* Data records
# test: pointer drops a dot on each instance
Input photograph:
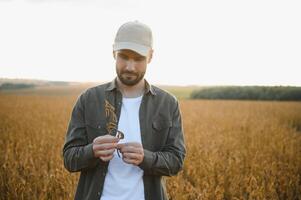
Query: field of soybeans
(235, 149)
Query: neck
(131, 91)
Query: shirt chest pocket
(160, 132)
(95, 129)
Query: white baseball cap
(134, 36)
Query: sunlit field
(235, 149)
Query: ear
(150, 55)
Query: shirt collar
(148, 88)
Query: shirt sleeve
(169, 161)
(78, 154)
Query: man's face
(130, 66)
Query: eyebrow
(135, 57)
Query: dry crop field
(235, 149)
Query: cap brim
(140, 49)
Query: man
(125, 135)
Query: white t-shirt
(125, 181)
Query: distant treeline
(14, 86)
(279, 93)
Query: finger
(106, 158)
(104, 153)
(134, 156)
(131, 149)
(104, 146)
(106, 139)
(134, 144)
(130, 161)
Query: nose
(130, 65)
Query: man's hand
(104, 147)
(132, 152)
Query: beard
(129, 78)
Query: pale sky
(213, 42)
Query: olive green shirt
(161, 135)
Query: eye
(124, 57)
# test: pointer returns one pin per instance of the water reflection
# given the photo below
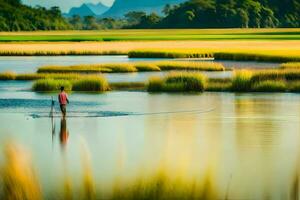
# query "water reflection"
(63, 133)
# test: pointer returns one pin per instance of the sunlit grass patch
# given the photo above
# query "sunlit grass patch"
(128, 86)
(46, 85)
(290, 65)
(252, 56)
(288, 74)
(184, 65)
(147, 67)
(294, 86)
(168, 54)
(18, 179)
(219, 85)
(91, 84)
(155, 84)
(270, 86)
(8, 75)
(241, 81)
(178, 82)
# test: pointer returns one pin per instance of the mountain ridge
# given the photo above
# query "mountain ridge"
(121, 7)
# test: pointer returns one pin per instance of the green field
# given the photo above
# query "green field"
(150, 35)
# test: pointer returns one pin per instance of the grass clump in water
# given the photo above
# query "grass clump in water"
(197, 66)
(155, 84)
(46, 85)
(8, 76)
(18, 179)
(91, 84)
(294, 86)
(241, 81)
(147, 67)
(185, 82)
(270, 86)
(178, 82)
(290, 65)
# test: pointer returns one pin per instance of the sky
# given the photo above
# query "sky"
(64, 5)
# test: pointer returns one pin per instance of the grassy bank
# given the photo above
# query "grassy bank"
(87, 84)
(19, 180)
(237, 55)
(134, 67)
(154, 34)
(178, 82)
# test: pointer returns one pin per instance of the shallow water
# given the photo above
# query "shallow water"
(30, 65)
(248, 143)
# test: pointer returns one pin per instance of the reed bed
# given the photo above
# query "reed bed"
(84, 84)
(6, 76)
(222, 54)
(128, 86)
(60, 53)
(18, 179)
(270, 86)
(264, 57)
(290, 65)
(241, 81)
(19, 182)
(91, 84)
(288, 75)
(294, 86)
(196, 66)
(178, 82)
(49, 85)
(167, 54)
(134, 67)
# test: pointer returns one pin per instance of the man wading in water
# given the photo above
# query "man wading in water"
(63, 101)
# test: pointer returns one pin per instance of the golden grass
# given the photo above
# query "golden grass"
(178, 82)
(18, 179)
(8, 75)
(134, 67)
(289, 48)
(290, 65)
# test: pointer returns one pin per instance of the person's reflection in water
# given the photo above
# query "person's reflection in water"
(64, 133)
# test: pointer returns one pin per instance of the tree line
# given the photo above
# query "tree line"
(226, 14)
(14, 16)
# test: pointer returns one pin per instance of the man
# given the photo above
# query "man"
(63, 101)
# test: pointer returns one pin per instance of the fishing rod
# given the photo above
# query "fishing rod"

* Problem to solve
Scan the entries for the word "fishing". Report each line that has it.

* The completed task
# test: pointer returns one pin per instance of the fishing rod
# query "fishing rod"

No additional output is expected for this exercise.